**STATED PROBLEM**
Return every line of the records below that contains the word "canyon".

**Records from a dataset**
----------

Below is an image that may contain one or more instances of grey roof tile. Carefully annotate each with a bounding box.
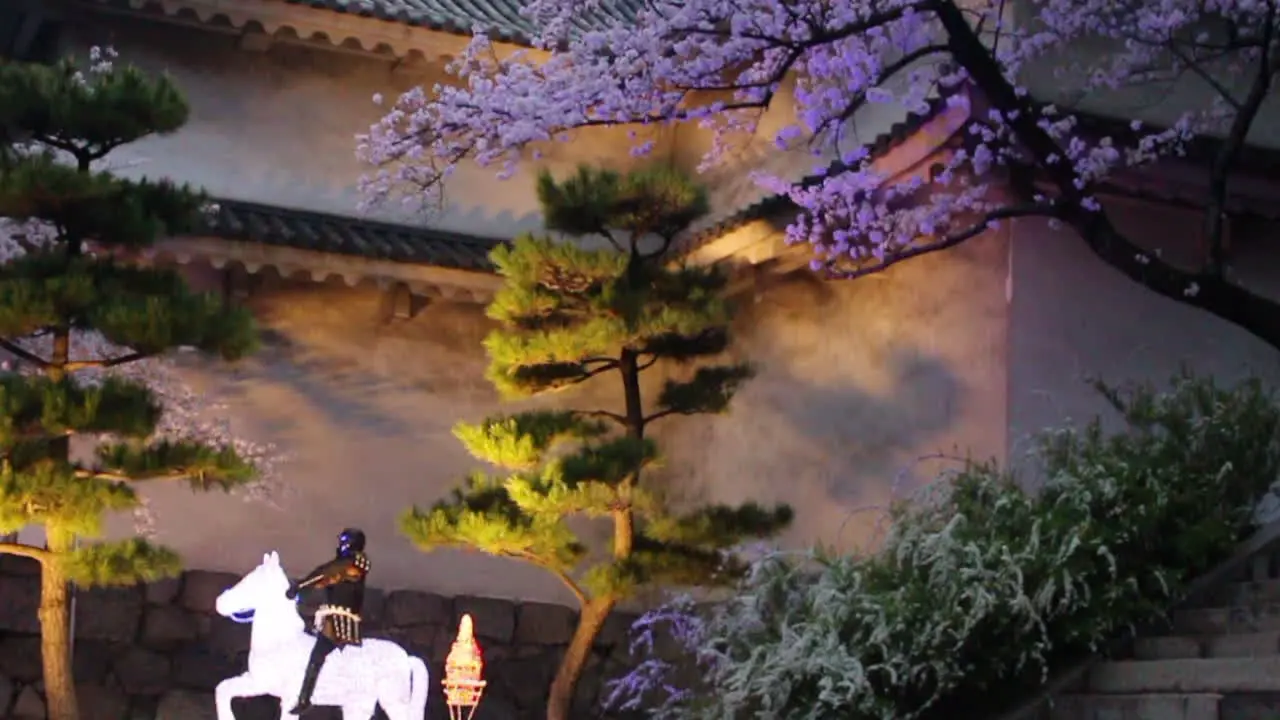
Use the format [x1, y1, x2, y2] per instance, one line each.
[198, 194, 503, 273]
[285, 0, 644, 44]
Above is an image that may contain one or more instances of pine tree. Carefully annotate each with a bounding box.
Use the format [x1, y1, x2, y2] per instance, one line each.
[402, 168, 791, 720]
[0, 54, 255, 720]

----------

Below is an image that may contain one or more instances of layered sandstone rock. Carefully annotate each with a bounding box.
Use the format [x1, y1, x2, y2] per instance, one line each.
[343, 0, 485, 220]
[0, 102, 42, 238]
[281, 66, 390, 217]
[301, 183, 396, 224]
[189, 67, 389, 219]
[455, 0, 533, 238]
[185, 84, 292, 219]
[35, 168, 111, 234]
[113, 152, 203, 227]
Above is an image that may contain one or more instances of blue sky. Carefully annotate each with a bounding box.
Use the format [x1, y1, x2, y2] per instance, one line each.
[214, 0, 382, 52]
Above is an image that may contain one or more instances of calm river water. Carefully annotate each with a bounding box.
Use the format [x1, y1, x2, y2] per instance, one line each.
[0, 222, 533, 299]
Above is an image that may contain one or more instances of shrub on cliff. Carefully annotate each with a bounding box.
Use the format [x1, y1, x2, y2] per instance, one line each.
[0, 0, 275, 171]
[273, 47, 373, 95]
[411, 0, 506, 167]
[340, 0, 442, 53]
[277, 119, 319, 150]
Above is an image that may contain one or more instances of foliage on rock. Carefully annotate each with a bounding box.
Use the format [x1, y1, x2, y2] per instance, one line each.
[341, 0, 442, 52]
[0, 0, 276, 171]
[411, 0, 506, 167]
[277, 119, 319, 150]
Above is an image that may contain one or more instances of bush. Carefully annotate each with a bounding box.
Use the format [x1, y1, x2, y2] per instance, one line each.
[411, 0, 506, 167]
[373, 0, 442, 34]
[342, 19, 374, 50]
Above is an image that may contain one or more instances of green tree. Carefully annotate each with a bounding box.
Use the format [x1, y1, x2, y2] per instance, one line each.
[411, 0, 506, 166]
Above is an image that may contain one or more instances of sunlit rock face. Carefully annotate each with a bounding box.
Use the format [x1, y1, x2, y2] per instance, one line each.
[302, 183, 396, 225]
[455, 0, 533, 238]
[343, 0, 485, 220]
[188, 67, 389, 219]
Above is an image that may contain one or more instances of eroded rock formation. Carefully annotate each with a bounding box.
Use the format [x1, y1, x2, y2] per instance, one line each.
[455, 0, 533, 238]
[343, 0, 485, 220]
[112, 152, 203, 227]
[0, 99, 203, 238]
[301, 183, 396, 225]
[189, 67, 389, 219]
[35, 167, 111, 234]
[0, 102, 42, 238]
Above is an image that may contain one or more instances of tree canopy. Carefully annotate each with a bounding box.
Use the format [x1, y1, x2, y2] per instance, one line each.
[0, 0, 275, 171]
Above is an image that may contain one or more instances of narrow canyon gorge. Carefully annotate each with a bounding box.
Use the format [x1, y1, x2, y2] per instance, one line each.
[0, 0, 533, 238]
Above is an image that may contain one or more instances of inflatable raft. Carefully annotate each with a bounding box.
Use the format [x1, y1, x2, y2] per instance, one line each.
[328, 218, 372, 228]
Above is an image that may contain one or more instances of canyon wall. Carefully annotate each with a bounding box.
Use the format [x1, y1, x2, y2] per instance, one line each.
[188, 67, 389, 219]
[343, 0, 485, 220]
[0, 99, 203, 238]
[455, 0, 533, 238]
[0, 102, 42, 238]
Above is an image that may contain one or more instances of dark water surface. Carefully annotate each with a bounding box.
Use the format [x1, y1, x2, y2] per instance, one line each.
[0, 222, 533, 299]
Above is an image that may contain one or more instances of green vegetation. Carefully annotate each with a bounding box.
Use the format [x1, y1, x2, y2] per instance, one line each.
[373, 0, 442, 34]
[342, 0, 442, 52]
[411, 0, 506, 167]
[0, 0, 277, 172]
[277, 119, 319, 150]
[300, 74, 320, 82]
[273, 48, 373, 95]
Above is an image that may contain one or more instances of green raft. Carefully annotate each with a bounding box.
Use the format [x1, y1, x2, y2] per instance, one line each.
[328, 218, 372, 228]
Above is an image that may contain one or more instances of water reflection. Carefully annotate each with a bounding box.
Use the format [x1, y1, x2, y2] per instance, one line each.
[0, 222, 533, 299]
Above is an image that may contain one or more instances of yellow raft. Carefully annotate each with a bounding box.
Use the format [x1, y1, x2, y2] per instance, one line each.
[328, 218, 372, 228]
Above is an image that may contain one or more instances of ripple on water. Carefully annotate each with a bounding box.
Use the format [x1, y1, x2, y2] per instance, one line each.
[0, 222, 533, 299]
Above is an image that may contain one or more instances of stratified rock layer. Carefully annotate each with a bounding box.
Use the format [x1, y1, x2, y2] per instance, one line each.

----------

**RESPONSE**
Above is an image that may contain one or more instances of narrow canyon gorge. Carefully annotate each with a bounding box.
Above is an image that may contain one or more instances of canyon wall. Carefully annotate each with a bounding box.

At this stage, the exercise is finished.